Written request 1:
Give the rows below, from the line containing "outline forested hillside" through the end of the rows, as a JSON list of strings with one string per line. Leave out blank lines and the pictures.

-----

Miami seaquarium

Sundance the Dolphin Dead at Miami Seaquarium



While onlookers were watching the dolphin show at Miami Seaquarium this Christmas, Sundance the dolphin was literally dying to entertain them.

Sundance, who lived at Miami Seaquarium for over 30 years, was one of two dolphins forced to perform all of the venue’s Christmas shows. Just two days later, on December 27th after refusing to eat, Sundance died due to a “precursor to illness.” A necropsy is expected to be performed.

While it’s heartbreaking to know that Sundance spent his whole life in captivity forced to perform for tourists, we take some solace in knowing he is no longer suffering.

As a descendant of one of the dolphins who played “Flipper,” Sundance was one of multiple generations of dolphins who have been forced to endure the traumas of captivity, separated from their families, and starved in order to perform circus-style tricks. He deserved a wild life, as do all of the animals who remain under Miami Seaquarium’s abysmal care.

More than 117 dolphins and whales have died at Miami Seaquarium so far, including Sundance, Luna, and Tokitae (Lolita) who all died last year. And even more will continue to die there unless we act to save them.

Miami Seaquarium’s former veterinarian, Dr. Jenna Wallace, who treated Sundance, is now urging federal and Miami-Dade County officials to step in and remove the animals from MSQ’s care, stating:

“The USDA has federal oversight over these animals. They should confiscate these animals immediately and the county and city of Miami should be working with USDA to make that happen before the park loses more and more animals.”

In fact, the United States Department of Agriculture (USDA) issued a scathing report following an inspection of the venue in July—just one month before Tokitate (Lolita) died due to “multiple chronic illnesses.” The report, published in November 2023, cited Miami Seaquarium for inadequate veterinary care and violations of animal handling, facilities, employees and/or attendants, and critical separation.

Elelo, a pacific white-sided dolphin, was specifically noted in the report as having undergone treatment for foreign body ingestion, and seven months after that treatment and recommendation by the attending veterinarian to transfer him to another facility, the venue still had not done so, keeping Elelo at “repeated risk of foreign body ingestion.”

-----

Written request 2:
Using the article about Sundance the dolphin, answer yes or no to whether each statement agrees with it, and quote the deciding words: (a) Sundance lived at Miami Seaquarium for over 30 years. (b) The USDA report was published in July 2023. (c) Miami Seaquarium transferred Elelo to another facility after the veterinarian's recommendation.

-----

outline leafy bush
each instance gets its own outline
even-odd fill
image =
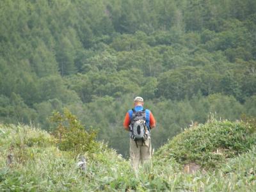
[[[78,154],[97,148],[99,143],[95,140],[97,132],[93,130],[87,132],[68,109],[65,109],[63,114],[54,113],[51,120],[58,124],[53,135],[60,150]]]
[[[212,120],[193,127],[169,141],[157,152],[166,162],[196,163],[205,168],[218,166],[225,159],[247,152],[256,143],[255,134],[243,122]]]

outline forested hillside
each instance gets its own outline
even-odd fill
[[[68,108],[125,155],[135,96],[159,147],[209,116],[256,116],[255,0],[1,0],[0,121]]]

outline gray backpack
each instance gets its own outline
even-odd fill
[[[149,136],[149,131],[146,126],[145,110],[136,111],[132,109],[132,116],[131,120],[130,136],[135,141],[137,147],[137,141],[141,141],[141,145]]]

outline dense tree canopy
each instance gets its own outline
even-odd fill
[[[134,96],[158,147],[209,115],[256,115],[256,1],[2,0],[0,120],[68,108],[123,154]]]

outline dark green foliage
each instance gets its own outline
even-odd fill
[[[77,118],[67,109],[63,114],[54,113],[51,120],[57,124],[54,135],[60,150],[79,154],[97,148],[99,144],[95,141],[97,132],[86,131]]]
[[[136,95],[157,120],[156,147],[209,113],[255,116],[255,10],[253,0],[0,1],[0,120],[52,131],[47,117],[67,108],[125,154]]]
[[[157,156],[166,162],[174,158],[179,163],[195,163],[209,168],[247,152],[255,144],[255,125],[253,132],[243,122],[212,120],[205,125],[191,126],[161,147]]]

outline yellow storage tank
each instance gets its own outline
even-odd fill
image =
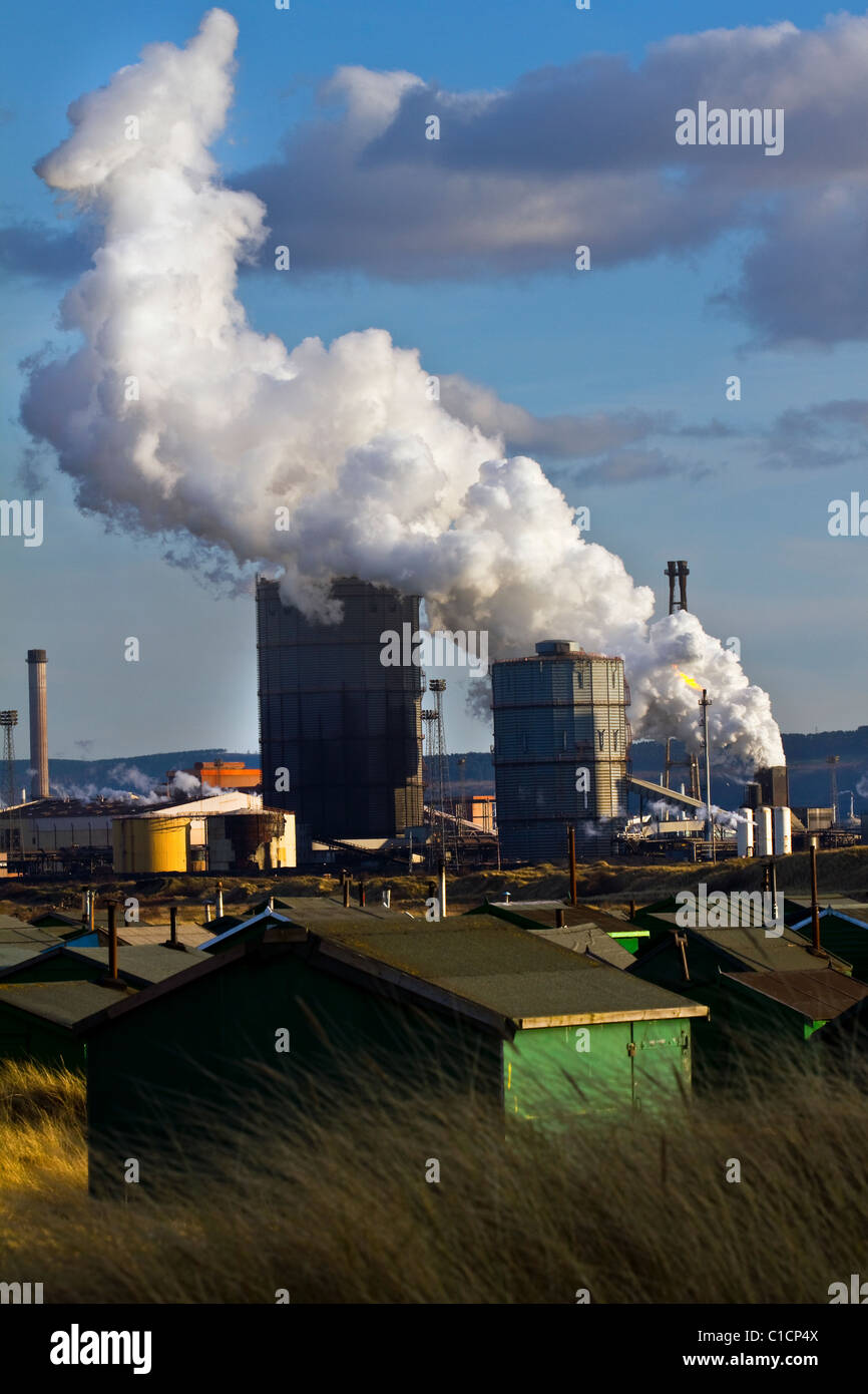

-----

Exercise response 1:
[
  "outline forested hillside",
  "each instance gets its own outline",
  "even-odd fill",
  "[[[68,108],[125,155],[135,96],[159,147],[209,116],[256,116],[255,0],[1,0],[0,121]]]",
  "outline gray backpack",
  "each instance gets its own outline",
  "even-odd fill",
  "[[[149,136],[149,131],[146,126],[145,110],[136,111],[132,109],[132,116],[131,120],[130,136],[135,141],[137,147],[137,141],[141,141],[141,145]]]",
  "outline dense tree canopy",
  "each instance gets its own outline",
  "even-odd fill",
  "[[[134,96],[158,147],[209,115],[256,115],[256,1],[2,0],[0,120],[68,108],[123,154]]]",
  "outline dark green foliage",
  "each instance gets its own outline",
  "even-odd fill",
  "[[[77,118],[67,109],[63,114],[54,113],[51,120],[57,124],[54,135],[60,150],[79,154],[97,148],[99,144],[95,141],[97,132],[86,131]]]",
  "[[[136,95],[157,120],[156,147],[209,113],[255,116],[255,10],[253,0],[0,1],[0,120],[52,131],[47,117],[67,108],[125,154]]]",
  "[[[157,156],[166,162],[174,158],[179,163],[195,163],[209,168],[247,152],[255,144],[255,125],[253,132],[243,122],[212,120],[205,125],[191,126],[161,147]]]",
  "outline yellow storage tank",
  "each instance gets its own outline",
  "even-odd fill",
  "image ="
]

Exercise response 2:
(a) Yes: "Sundance, who lived at Miami Seaquarium for over 30 years"
(b) No: "The report, published in November 2023"
(c) No: "the venue still had not done so"